#### [Given records]
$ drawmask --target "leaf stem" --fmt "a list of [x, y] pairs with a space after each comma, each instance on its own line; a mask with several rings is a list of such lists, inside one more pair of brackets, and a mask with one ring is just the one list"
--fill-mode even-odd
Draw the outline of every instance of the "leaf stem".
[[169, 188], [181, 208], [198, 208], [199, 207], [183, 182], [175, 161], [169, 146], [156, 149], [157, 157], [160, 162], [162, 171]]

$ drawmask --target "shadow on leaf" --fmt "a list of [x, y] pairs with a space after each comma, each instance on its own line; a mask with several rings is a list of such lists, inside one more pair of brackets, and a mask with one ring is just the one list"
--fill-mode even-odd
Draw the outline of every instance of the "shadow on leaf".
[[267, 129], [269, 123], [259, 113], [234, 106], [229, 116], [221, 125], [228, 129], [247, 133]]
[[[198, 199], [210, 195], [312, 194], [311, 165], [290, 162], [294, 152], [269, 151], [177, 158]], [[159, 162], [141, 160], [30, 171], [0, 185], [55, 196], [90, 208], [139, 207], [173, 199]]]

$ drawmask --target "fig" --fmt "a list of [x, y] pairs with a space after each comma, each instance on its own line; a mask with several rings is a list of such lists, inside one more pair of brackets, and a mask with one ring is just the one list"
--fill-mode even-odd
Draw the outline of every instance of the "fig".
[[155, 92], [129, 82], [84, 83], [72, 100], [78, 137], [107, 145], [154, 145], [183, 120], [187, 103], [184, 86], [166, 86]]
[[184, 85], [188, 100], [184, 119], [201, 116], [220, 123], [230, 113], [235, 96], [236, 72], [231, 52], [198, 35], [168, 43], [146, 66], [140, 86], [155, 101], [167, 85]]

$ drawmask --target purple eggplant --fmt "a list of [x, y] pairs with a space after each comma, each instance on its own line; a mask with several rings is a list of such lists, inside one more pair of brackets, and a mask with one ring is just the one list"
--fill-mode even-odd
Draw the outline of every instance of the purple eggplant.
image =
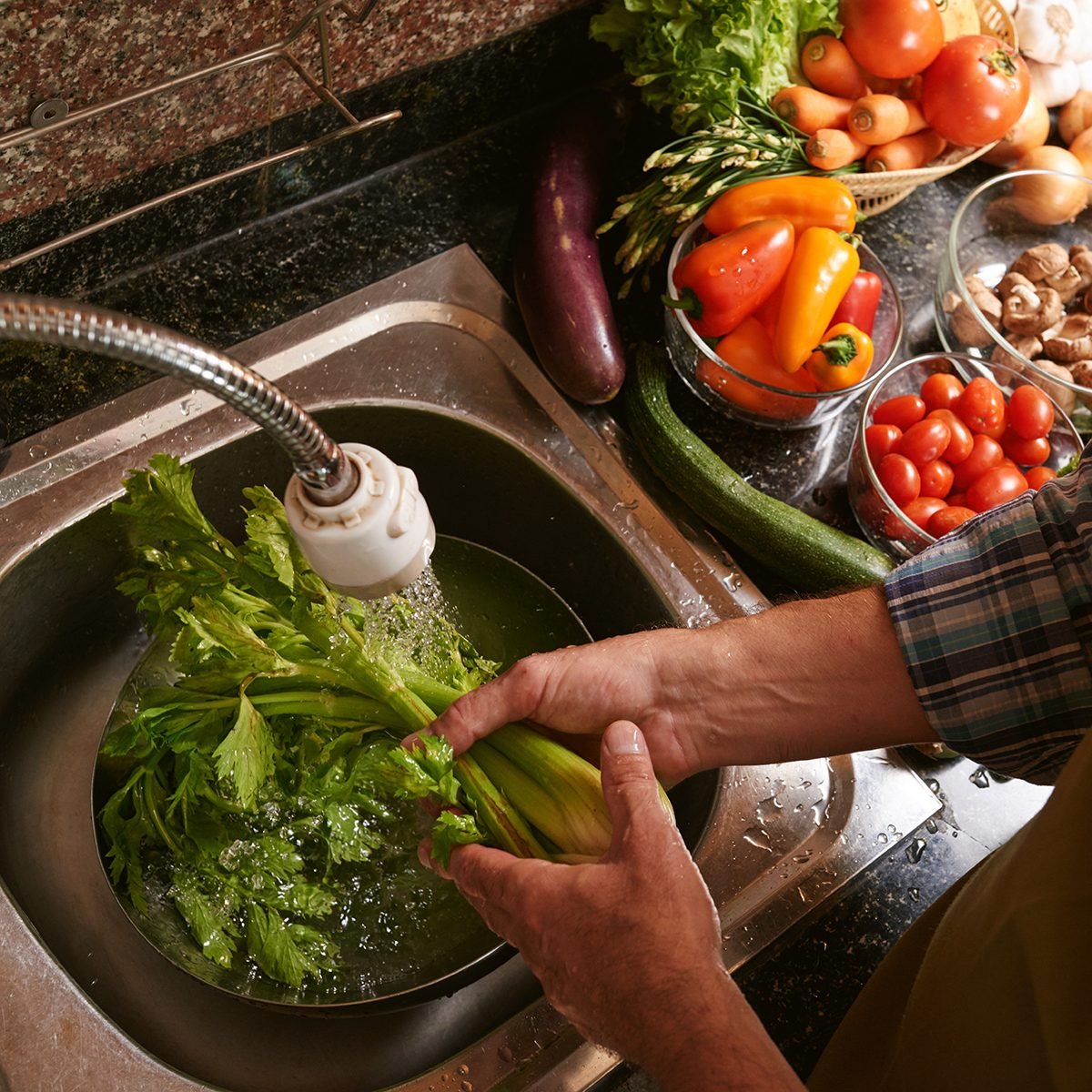
[[515, 298], [543, 370], [570, 399], [608, 402], [626, 358], [595, 237], [603, 188], [621, 140], [616, 96], [591, 92], [548, 127], [517, 226]]

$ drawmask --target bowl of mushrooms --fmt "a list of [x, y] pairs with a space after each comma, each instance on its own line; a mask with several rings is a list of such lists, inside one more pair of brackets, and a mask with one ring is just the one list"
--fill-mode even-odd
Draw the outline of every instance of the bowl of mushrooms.
[[1092, 179], [1010, 171], [960, 205], [936, 287], [949, 352], [1002, 364], [1078, 418], [1092, 407]]

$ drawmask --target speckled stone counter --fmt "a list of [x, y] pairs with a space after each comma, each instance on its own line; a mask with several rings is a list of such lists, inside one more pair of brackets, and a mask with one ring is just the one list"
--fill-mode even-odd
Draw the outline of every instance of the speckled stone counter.
[[[0, 287], [79, 296], [227, 347], [461, 242], [509, 286], [510, 237], [543, 110], [563, 91], [613, 71], [609, 56], [586, 43], [583, 16], [562, 16], [370, 91], [376, 104], [406, 108], [401, 129], [176, 203], [2, 275]], [[619, 185], [627, 171], [632, 185], [657, 131], [648, 120], [638, 123]], [[864, 225], [901, 293], [905, 353], [934, 347], [933, 284], [943, 232], [961, 197], [987, 173], [975, 167], [918, 190]], [[102, 214], [123, 199], [106, 194], [69, 212]], [[51, 226], [40, 219], [9, 226], [0, 253], [47, 236]], [[629, 304], [626, 321], [655, 331], [655, 298]], [[99, 358], [0, 347], [0, 397], [13, 439], [150, 378]], [[756, 484], [846, 521], [839, 461], [814, 454], [845, 443], [848, 415], [821, 435], [765, 432], [726, 423], [678, 394], [680, 414]], [[818, 478], [817, 462], [827, 464]], [[880, 835], [889, 852], [878, 864], [738, 973], [802, 1075], [894, 940], [1044, 798], [1041, 790], [996, 781], [963, 760], [933, 762], [914, 751], [909, 758], [940, 796], [940, 816], [919, 830]], [[948, 1018], [938, 1001], [937, 1019]], [[641, 1075], [620, 1072], [618, 1081], [628, 1092], [649, 1088]]]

#### [Set problem]
Copy the data word for word, starting at its very first line and ending at the line that contains "207], [173, 199]]]", with both of those lines included.

#### [Output below]
$ drawmask --target "leaf stem" --fmt "a list of [x, y] pairs with a space after each comma, each instance on its own line; a mask with several rings is a list of such lists, inside one more pair of brackets, and a mask with one ring is just the one list"
--fill-mode even-odd
Draw the outline of every instance of the "leaf stem".
[[169, 188], [181, 208], [198, 208], [199, 207], [183, 182], [175, 161], [169, 146], [156, 149], [157, 157], [160, 162], [162, 171]]

$ drawmask --target "shadow on leaf" --fmt "a list of [x, y] pairs with a space after each comma, each instance on its own line; a mask with several rings is a list of such lists, inside one more pair of brackets, and a mask with one ring is just the one list"
--fill-mode even-odd
Draw the outline of every instance of the "shadow on leaf".
[[267, 129], [269, 123], [259, 113], [234, 106], [229, 116], [221, 125], [228, 129], [247, 133]]
[[[198, 199], [210, 195], [312, 194], [311, 165], [290, 162], [294, 152], [269, 151], [177, 158]], [[159, 162], [141, 160], [30, 171], [0, 185], [55, 196], [90, 208], [139, 207], [173, 199]]]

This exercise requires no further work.